*PROBLEM REQUIREMENTS*.
Give back each entry word for word, but drop the images.

*Stored data entries*.
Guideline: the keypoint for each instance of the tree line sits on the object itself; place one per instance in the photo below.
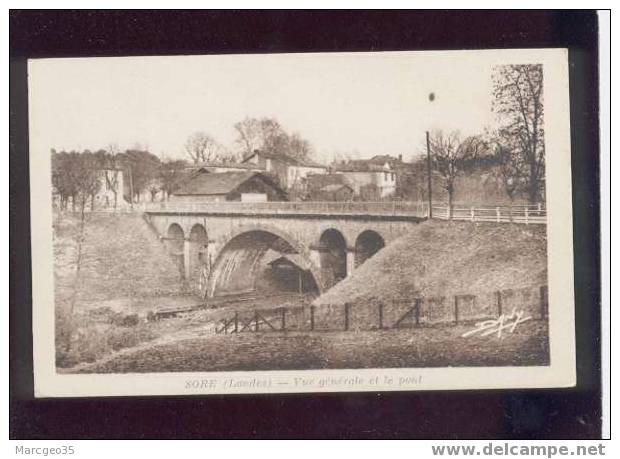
(515, 149)
(77, 177)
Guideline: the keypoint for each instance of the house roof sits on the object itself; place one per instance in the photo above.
(243, 166)
(335, 187)
(361, 165)
(211, 183)
(293, 259)
(286, 159)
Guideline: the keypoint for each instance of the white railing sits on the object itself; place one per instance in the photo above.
(527, 214)
(386, 208)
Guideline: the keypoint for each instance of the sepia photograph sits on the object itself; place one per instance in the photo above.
(301, 222)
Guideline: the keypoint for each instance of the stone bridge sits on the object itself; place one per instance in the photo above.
(224, 247)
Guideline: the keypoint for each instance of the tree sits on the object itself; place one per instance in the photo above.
(510, 171)
(266, 134)
(142, 167)
(518, 103)
(202, 148)
(451, 156)
(170, 173)
(87, 179)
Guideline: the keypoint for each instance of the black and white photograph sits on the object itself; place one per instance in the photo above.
(255, 220)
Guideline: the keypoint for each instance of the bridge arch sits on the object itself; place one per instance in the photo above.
(367, 244)
(237, 265)
(175, 240)
(333, 255)
(198, 262)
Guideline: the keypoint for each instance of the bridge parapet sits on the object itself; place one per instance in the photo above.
(378, 209)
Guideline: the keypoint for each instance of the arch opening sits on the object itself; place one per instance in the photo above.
(262, 262)
(367, 244)
(333, 256)
(175, 239)
(199, 261)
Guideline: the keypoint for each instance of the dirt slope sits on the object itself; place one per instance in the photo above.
(122, 258)
(449, 258)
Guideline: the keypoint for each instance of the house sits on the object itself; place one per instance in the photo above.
(228, 167)
(290, 171)
(369, 179)
(247, 186)
(333, 192)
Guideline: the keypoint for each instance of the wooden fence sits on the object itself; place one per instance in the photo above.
(395, 314)
(527, 214)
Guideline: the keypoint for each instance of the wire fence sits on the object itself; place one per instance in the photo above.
(526, 214)
(377, 314)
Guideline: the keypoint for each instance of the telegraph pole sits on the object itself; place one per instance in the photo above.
(431, 98)
(428, 175)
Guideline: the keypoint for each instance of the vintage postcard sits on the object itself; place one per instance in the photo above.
(301, 223)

*RESULT*.
Guideline: the keypoint for each instance of the tree line sits on the object itself; place one per instance in the photo below.
(515, 149)
(77, 177)
Guideline: the keypoint for each instance of the house roof sits on the object itself; place one per instance in the photo above.
(243, 166)
(335, 187)
(361, 165)
(211, 183)
(293, 259)
(286, 159)
Guideline: the keypoint for each instance of the white railing sits on the object itself; place one per instance in the photo above.
(527, 214)
(386, 208)
Guideline: the keypoint for each instance of the sepia photograph sits on the object itself; place one per instance in the photo above.
(301, 222)
Guideline: the keypoint for each instance of the stone bridge sits on the object itself; place one per instance in the photo above.
(224, 247)
Guideline: the keypoint for each instance of the tree sits on the object itself; place one per instance in the photo above.
(510, 171)
(266, 134)
(142, 167)
(518, 103)
(202, 148)
(451, 156)
(170, 173)
(87, 179)
Guideline: the keypoint for each instance of the black and white photograph sits on the object itself; place one per instance in the photo above.
(255, 220)
Guideline: the keypoint for each instance of the bridge arch sits on the object itself; place one per instance in the photo above.
(367, 244)
(237, 265)
(175, 240)
(333, 255)
(198, 262)
Guideline: the keypoint for each instance of the bridge parapet sits on the object itself; place one per instance in the photo above.
(378, 209)
Guideline: the keypoint for each instance of the arch opening sits on the object itself; place one per instance in the photo above.
(262, 262)
(367, 244)
(333, 256)
(175, 239)
(199, 261)
Guideline: the keypoint for each instance of the dirt slope sits on the object itself; place one per instance in the photo above.
(122, 258)
(449, 258)
Guideline: the keypoint for each instance of the house sits on the object itself; place one per instance in the photo above.
(228, 167)
(290, 171)
(369, 179)
(247, 186)
(333, 192)
Guideline: the keypoint for each instance of the wooden fence sits on the object itself; place one per instance in the photo above.
(395, 314)
(527, 214)
Guideline: the keypoint for each instance of the wire fence sits on the object itself; place one per instance in the photo above.
(526, 214)
(377, 314)
Guideline: the keypoint for each instance of the telegraph pole sits on the object itself; place one per instance in the photo above.
(431, 98)
(428, 175)
Guideline: the keypoint for each instance of the vintage postcard sits on the object itself; place one per instance in the photo above.
(301, 223)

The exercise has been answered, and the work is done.